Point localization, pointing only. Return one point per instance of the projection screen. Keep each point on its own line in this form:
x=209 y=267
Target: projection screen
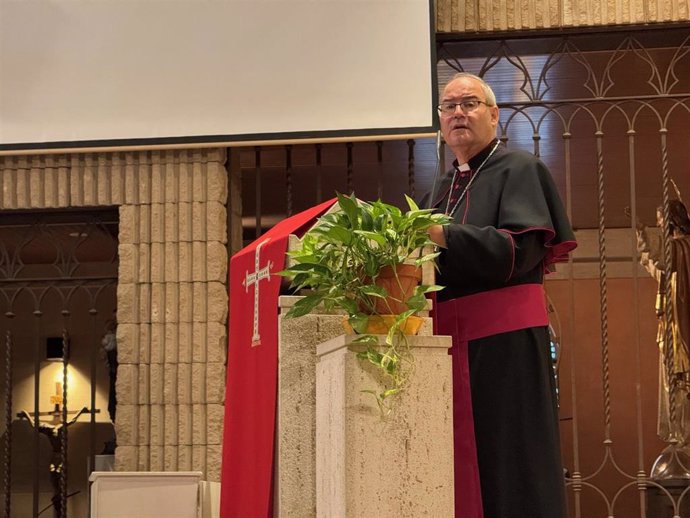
x=95 y=73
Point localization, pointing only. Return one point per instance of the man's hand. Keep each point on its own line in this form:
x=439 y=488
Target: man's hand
x=437 y=236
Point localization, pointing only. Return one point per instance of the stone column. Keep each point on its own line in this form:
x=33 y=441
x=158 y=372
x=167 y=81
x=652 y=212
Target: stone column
x=172 y=288
x=368 y=465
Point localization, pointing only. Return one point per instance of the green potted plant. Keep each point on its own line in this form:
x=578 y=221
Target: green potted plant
x=365 y=259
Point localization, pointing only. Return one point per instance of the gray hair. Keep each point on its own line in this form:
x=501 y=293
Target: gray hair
x=488 y=92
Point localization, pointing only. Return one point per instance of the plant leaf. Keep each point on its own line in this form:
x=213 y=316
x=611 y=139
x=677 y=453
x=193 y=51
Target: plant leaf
x=359 y=322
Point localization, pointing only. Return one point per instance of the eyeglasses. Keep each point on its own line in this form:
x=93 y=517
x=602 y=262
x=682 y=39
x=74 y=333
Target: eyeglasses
x=468 y=106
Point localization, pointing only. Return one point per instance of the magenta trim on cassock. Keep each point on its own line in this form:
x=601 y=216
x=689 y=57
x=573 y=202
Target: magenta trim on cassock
x=469 y=318
x=557 y=253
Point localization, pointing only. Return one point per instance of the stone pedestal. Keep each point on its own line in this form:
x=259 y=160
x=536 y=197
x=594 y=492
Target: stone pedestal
x=370 y=466
x=295 y=479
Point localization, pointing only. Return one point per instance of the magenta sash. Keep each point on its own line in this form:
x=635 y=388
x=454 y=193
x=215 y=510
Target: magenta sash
x=469 y=318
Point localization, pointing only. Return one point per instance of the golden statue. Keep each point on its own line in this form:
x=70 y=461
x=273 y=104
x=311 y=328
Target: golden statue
x=674 y=383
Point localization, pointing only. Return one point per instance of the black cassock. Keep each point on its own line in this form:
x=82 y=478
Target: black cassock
x=508 y=227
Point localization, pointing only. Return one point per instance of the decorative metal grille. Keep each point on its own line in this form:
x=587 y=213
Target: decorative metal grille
x=609 y=113
x=58 y=278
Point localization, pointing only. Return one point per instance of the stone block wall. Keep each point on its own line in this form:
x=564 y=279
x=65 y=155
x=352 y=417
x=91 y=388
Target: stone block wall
x=172 y=290
x=505 y=15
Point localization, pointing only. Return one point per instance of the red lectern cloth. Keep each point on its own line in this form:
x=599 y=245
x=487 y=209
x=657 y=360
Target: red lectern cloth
x=252 y=374
x=469 y=318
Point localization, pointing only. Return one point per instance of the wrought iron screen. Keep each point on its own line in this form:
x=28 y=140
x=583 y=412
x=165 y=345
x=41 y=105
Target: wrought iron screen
x=58 y=279
x=609 y=113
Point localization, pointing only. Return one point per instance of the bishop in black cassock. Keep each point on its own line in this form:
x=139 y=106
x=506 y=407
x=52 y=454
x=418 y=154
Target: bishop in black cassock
x=508 y=226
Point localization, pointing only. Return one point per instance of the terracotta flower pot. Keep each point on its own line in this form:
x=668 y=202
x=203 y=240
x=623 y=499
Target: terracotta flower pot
x=399 y=290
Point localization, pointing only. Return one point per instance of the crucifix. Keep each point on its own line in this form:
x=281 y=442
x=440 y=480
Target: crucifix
x=254 y=278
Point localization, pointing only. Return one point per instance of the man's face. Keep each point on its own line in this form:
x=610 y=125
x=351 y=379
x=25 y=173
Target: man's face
x=471 y=132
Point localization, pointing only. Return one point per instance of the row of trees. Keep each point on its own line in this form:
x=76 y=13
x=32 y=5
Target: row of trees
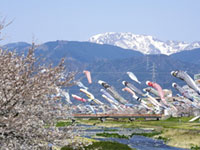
x=29 y=102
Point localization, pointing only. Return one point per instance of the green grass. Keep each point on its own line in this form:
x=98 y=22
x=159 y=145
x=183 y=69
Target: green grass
x=102 y=145
x=195 y=147
x=176 y=132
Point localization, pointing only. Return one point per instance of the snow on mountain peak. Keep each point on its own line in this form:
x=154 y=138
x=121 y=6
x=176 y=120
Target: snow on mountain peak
x=144 y=43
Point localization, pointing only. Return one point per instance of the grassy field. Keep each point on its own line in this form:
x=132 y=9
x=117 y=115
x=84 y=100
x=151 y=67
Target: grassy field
x=176 y=132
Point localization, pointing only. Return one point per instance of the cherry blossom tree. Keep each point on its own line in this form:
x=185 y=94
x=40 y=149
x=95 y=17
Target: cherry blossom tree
x=30 y=102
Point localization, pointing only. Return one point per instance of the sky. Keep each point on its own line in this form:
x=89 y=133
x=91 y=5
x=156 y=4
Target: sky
x=78 y=20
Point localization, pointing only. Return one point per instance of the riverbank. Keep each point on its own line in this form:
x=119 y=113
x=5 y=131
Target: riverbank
x=176 y=132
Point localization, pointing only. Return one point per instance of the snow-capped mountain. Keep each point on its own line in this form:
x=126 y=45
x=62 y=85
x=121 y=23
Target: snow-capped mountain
x=143 y=43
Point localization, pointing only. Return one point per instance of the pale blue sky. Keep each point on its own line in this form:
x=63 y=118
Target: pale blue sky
x=49 y=20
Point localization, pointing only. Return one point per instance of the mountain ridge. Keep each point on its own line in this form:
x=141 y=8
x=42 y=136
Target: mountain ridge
x=145 y=44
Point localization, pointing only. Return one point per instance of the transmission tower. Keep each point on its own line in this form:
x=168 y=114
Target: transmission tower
x=147 y=64
x=154 y=72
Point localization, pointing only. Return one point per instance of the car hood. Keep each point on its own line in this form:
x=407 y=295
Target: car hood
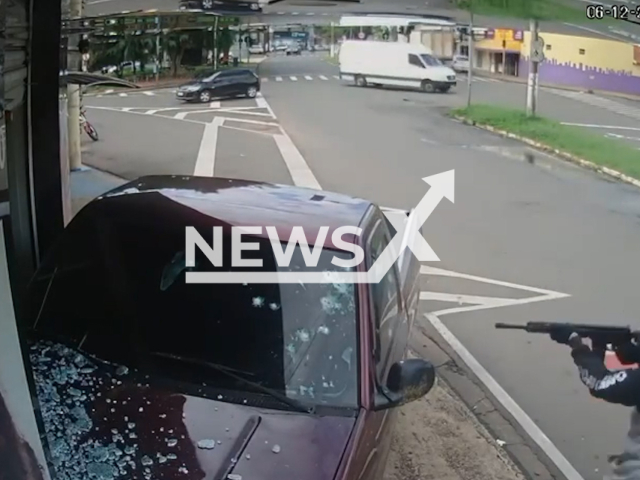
x=193 y=83
x=115 y=426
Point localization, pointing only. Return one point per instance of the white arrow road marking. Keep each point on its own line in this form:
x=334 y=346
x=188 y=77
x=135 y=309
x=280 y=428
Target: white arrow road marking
x=479 y=302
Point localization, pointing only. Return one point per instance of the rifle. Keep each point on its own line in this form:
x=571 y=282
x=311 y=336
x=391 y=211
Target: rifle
x=602 y=337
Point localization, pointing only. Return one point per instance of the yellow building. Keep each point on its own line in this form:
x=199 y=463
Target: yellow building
x=583 y=62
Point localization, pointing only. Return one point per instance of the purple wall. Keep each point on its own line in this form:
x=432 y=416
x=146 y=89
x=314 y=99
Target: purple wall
x=580 y=75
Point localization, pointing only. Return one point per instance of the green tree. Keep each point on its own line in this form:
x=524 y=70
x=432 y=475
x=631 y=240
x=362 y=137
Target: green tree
x=174 y=43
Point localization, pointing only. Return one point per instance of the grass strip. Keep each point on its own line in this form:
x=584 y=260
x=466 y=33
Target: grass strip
x=580 y=142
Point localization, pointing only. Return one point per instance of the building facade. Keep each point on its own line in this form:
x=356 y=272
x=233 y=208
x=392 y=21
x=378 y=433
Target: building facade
x=582 y=62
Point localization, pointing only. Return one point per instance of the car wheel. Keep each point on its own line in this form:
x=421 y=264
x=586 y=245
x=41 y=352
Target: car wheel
x=428 y=86
x=205 y=96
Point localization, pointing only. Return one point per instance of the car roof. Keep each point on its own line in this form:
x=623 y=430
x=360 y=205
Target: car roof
x=235 y=202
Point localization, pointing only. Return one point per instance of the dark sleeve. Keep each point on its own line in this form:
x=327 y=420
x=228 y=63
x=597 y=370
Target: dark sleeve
x=622 y=386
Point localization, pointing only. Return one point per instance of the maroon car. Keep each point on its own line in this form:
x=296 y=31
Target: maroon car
x=140 y=375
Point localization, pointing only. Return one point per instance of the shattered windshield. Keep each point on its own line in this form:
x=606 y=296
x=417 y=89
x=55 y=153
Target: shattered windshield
x=298 y=339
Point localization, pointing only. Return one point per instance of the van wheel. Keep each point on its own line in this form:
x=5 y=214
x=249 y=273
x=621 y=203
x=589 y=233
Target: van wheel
x=361 y=81
x=428 y=87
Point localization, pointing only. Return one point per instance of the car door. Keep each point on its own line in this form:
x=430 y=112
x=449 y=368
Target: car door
x=387 y=313
x=415 y=67
x=219 y=84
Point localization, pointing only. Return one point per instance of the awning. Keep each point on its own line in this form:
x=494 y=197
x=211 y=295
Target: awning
x=391 y=21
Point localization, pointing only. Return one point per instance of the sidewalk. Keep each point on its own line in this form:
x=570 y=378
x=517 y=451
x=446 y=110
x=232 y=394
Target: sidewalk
x=509 y=78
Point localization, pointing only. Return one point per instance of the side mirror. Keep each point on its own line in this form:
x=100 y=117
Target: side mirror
x=409 y=380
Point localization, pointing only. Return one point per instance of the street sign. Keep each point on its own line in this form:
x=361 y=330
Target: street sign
x=537 y=50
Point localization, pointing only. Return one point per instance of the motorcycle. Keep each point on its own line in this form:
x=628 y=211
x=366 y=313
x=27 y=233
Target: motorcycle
x=88 y=128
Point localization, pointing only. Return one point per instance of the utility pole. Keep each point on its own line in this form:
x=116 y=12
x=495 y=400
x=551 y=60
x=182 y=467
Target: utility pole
x=73 y=93
x=471 y=59
x=536 y=55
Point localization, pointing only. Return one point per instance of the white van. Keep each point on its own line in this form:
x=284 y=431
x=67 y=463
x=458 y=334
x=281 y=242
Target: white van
x=394 y=64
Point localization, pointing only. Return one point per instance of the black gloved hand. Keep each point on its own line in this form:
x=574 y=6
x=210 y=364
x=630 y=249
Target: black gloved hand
x=562 y=334
x=628 y=353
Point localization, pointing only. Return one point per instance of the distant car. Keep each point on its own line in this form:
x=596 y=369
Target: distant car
x=207 y=85
x=256 y=49
x=286 y=381
x=460 y=63
x=294 y=49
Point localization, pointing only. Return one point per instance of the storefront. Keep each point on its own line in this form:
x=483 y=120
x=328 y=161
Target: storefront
x=499 y=52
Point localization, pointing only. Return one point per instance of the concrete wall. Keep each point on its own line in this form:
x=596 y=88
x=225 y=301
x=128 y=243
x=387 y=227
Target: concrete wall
x=588 y=63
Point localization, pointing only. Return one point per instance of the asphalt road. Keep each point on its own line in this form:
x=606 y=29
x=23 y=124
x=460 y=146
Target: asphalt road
x=546 y=225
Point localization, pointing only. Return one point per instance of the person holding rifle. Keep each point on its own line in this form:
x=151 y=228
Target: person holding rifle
x=614 y=386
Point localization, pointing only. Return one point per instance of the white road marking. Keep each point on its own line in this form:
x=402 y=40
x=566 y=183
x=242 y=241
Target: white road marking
x=482 y=303
x=299 y=170
x=302 y=176
x=536 y=434
x=529 y=426
x=605 y=127
x=613 y=135
x=262 y=103
x=205 y=163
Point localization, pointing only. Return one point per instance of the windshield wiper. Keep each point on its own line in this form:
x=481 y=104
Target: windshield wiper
x=298 y=406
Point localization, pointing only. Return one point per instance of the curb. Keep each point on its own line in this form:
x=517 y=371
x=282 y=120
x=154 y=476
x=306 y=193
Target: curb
x=610 y=172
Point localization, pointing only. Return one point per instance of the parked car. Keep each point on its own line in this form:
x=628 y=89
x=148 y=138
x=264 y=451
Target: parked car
x=159 y=378
x=294 y=49
x=256 y=49
x=460 y=63
x=207 y=85
x=394 y=64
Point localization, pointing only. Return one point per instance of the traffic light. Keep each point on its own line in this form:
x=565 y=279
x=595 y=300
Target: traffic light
x=83 y=46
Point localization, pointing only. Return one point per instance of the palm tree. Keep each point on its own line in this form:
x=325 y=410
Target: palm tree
x=174 y=43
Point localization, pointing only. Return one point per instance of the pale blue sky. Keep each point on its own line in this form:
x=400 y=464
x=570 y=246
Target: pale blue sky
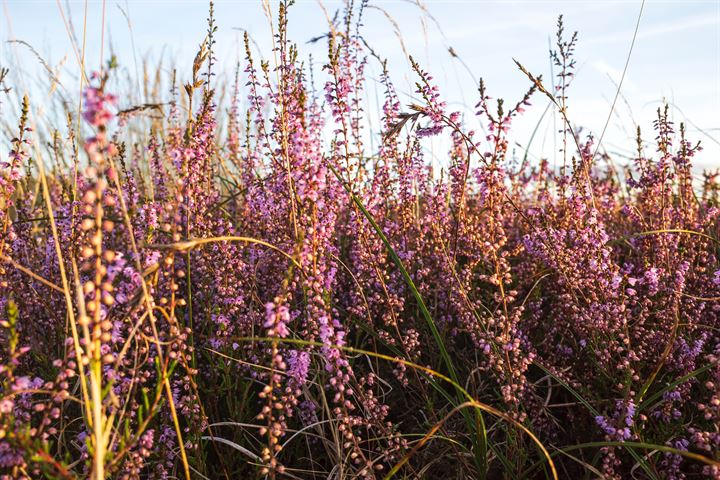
x=676 y=55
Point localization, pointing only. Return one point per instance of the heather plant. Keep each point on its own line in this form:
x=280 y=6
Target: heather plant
x=278 y=286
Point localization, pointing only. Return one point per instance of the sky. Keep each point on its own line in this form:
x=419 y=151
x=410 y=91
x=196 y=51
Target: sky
x=675 y=58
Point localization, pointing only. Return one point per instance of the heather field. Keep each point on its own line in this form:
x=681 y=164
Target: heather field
x=266 y=275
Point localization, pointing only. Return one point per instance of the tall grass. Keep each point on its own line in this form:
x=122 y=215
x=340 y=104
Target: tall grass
x=252 y=279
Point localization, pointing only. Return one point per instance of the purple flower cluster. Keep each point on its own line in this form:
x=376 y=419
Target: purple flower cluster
x=275 y=287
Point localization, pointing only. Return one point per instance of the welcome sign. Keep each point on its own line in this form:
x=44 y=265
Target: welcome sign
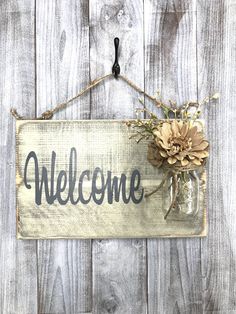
x=87 y=179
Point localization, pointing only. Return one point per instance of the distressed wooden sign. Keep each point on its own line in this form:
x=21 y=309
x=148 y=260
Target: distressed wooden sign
x=87 y=179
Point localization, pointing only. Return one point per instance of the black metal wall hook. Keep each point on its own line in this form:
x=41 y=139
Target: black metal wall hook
x=116 y=66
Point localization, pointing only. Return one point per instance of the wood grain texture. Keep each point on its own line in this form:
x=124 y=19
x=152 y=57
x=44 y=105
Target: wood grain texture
x=216 y=72
x=62 y=59
x=184 y=276
x=124 y=211
x=174 y=266
x=119 y=269
x=18 y=265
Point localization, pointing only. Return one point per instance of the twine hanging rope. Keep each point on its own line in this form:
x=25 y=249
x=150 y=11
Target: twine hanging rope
x=48 y=114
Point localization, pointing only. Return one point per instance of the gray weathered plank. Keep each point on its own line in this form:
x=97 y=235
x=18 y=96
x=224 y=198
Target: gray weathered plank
x=62 y=59
x=119 y=266
x=174 y=266
x=18 y=267
x=216 y=72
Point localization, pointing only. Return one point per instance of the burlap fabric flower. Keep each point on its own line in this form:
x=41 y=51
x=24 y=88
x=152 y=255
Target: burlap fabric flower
x=178 y=144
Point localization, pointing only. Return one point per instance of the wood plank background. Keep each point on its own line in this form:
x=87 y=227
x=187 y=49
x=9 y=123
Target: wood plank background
x=49 y=50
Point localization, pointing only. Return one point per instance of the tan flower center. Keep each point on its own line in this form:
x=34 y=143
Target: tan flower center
x=179 y=144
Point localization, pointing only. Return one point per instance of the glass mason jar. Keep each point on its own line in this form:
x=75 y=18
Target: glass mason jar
x=186 y=204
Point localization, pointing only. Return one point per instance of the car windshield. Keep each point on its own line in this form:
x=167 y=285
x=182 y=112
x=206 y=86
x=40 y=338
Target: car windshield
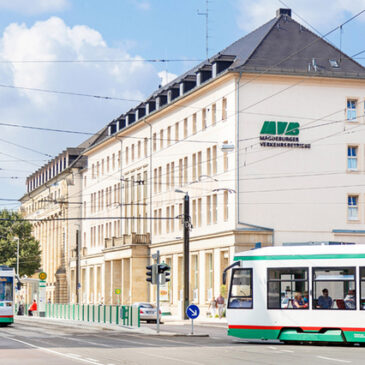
____________
## WORK INSTRUCTIONS
Look back at the data above. Transcribe exactly the lines starting at the line that contains "x=151 y=228" and ending at the line that contains "x=154 y=476".

## EXERCISE OUTPUT
x=151 y=228
Target: person holding rifle
x=614 y=386
Point localization, pointing only. Return one point per instance of the white road marking. Keep each point on its own line in this form:
x=402 y=40
x=566 y=183
x=242 y=241
Target: white road marking
x=482 y=303
x=299 y=170
x=302 y=176
x=536 y=434
x=529 y=426
x=605 y=127
x=613 y=135
x=262 y=103
x=205 y=163
Point localization, pointing only. Return one point per instance of the windshield wiper. Keep each point on its own line in this form:
x=481 y=104
Target: windshield wiper
x=298 y=406
Point localization, pointing only. Return one point per instance of the curb. Keep each point on its own line in this form:
x=517 y=371
x=282 y=120
x=154 y=476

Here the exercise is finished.